[[ DATA RECORDS, beginning ]]

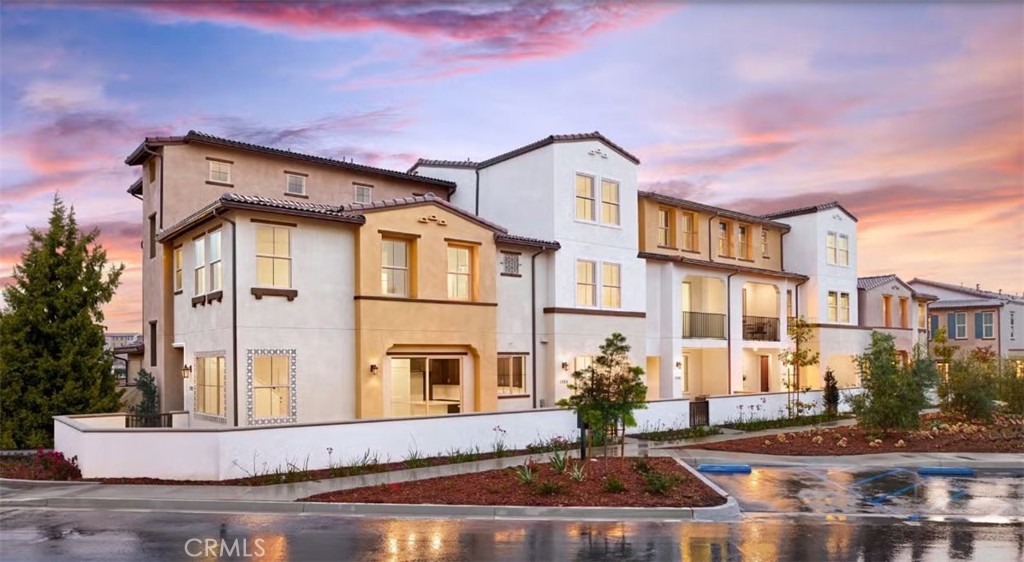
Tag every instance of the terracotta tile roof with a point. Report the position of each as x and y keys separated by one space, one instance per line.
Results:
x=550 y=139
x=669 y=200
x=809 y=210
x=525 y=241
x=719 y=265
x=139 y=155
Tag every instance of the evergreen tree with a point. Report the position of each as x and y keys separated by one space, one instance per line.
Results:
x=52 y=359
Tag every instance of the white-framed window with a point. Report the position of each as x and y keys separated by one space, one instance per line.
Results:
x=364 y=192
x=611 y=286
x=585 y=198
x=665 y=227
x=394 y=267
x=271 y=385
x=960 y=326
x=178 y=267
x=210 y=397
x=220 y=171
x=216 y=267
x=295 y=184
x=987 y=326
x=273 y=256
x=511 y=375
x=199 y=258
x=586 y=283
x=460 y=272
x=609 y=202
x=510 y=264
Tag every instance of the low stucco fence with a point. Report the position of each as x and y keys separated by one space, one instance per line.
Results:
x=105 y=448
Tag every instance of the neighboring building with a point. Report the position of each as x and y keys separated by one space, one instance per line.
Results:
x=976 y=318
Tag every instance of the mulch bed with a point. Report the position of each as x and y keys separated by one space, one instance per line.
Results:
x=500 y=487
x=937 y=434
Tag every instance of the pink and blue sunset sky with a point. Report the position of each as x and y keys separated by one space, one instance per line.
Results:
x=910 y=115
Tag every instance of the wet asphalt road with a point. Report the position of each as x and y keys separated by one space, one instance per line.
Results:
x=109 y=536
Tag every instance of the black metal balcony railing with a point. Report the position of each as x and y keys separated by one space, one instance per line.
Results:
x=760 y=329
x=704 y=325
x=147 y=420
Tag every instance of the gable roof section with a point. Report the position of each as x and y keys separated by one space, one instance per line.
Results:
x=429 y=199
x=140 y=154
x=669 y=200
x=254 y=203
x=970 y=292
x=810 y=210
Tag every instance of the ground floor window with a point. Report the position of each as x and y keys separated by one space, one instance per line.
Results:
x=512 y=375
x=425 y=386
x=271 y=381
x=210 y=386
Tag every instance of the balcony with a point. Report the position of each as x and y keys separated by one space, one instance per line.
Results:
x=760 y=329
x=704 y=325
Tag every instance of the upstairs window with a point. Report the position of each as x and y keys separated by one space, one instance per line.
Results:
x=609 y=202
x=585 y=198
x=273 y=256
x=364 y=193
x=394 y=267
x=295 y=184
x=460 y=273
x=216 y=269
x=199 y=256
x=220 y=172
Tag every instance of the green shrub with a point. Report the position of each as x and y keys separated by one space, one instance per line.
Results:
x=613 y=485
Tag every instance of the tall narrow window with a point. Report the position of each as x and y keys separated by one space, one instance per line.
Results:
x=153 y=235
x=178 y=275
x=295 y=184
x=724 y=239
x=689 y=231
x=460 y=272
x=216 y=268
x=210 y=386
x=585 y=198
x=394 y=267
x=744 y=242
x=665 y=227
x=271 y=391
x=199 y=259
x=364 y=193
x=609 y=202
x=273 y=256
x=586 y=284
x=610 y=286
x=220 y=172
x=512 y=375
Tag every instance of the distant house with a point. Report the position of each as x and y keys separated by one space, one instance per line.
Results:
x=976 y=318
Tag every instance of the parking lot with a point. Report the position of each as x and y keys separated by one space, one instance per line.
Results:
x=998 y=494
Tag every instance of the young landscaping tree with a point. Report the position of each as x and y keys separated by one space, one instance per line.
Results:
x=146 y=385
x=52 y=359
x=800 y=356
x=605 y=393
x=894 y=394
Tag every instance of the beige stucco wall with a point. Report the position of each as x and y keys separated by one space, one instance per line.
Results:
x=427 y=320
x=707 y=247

[[ DATA RECORDS, end ]]

*AIM OF THE TASK*
The expected output is every entry above, character for character, with no pictures.

*TASK OUTPUT*
Tag every instance of the terracotta tile roof with a point. Report the position of each as x and y keys separated by one space, one instance per line.
Results:
x=550 y=139
x=669 y=200
x=809 y=210
x=525 y=241
x=719 y=265
x=139 y=155
Tag every instance of the evergreen tree with a point. Report the position of each as x and y keys separated by one space, one instance per line.
Results:
x=52 y=359
Tag every instance of the white-framed window with a point. Report the position of each as x and y keys separated by one space, one instance per line.
Results:
x=364 y=192
x=611 y=286
x=585 y=198
x=665 y=227
x=394 y=267
x=271 y=385
x=960 y=326
x=178 y=267
x=210 y=397
x=220 y=171
x=216 y=267
x=295 y=184
x=987 y=326
x=273 y=256
x=511 y=375
x=199 y=258
x=586 y=283
x=460 y=272
x=609 y=202
x=510 y=264
Tag every instance of the low stucco fence with a point. Report the position of each as x and y keys separated by one space, one instance per line.
Results:
x=105 y=448
Tag every instance of the neighboring building with a point. Report the position of each as x and y keys separated by one space, one instance per line.
Results:
x=976 y=318
Tag every instance of the mulch bed with a point. Report the position of each as x and y keys separated by one space, one instance per line.
Results:
x=500 y=487
x=937 y=434
Tag every instance of the pink and blue sunset sky with a point. Report the position of each as x and y keys separated by one space, one instance per line.
Results:
x=910 y=115
Tag every instance of the wet asphalt road with a point. Report the position of each as x and y keys separated by one space, one instance per line.
Results:
x=109 y=536
Tag every instance of the black metal balcony railing with a point. Report the position of each as x and y keys separated by one space, one instance per line.
Results:
x=760 y=329
x=704 y=325
x=147 y=420
Tag every instance of the gable roof section with a point. Report the position of each as x and y keys separated by one space, one instance per line.
Results:
x=429 y=199
x=140 y=154
x=669 y=200
x=254 y=203
x=970 y=292
x=810 y=210
Tag every instance of the ground floor window with a point. Report the position of each as x and y keys separated by one space, one instance per line.
Results:
x=512 y=375
x=425 y=386
x=271 y=381
x=210 y=386
Tag every instance of the balcony with a point. Report the position of each as x and y keys separated by one space, one instance per line.
Results:
x=760 y=329
x=704 y=325
Tag every instance of the upstairs window with a point. Report the position of each as x and y keys separated by one space, one instance per line.
Results:
x=609 y=202
x=585 y=198
x=273 y=256
x=364 y=193
x=394 y=267
x=295 y=184
x=460 y=273
x=216 y=269
x=199 y=256
x=220 y=172
Tag every instance of the green shrub with a point. Report the position of each as x and y keys separated by one space, one instance per line.
Results:
x=613 y=485
Tag every instance of the tall narrow window with a point. Report the position of each as x and y keys separated by one space, one instance per line.
Results:
x=153 y=235
x=178 y=275
x=295 y=184
x=724 y=239
x=689 y=231
x=460 y=272
x=216 y=268
x=210 y=386
x=585 y=198
x=394 y=267
x=744 y=242
x=665 y=227
x=271 y=391
x=199 y=259
x=364 y=193
x=609 y=202
x=273 y=256
x=586 y=284
x=610 y=286
x=220 y=172
x=512 y=375
Tag every instance of the distant house with a point. Report the position of each as x and y keys separated by one space, one instance per line.
Results:
x=976 y=318
Tag every instance of the parking lot with a point. Report the position of each as x and y keys separated by one space, one instance per line.
Results:
x=998 y=494
Tag every instance of the young landscaping tree with a point. Report the position of each as x and y keys separated by one space, one instance per line.
Results:
x=146 y=385
x=52 y=359
x=800 y=356
x=605 y=393
x=894 y=394
Tag every instance of the beige stucco wall with a point. Report the position of each as x and y keys separated by one space, one instance per line.
Results:
x=427 y=320
x=707 y=247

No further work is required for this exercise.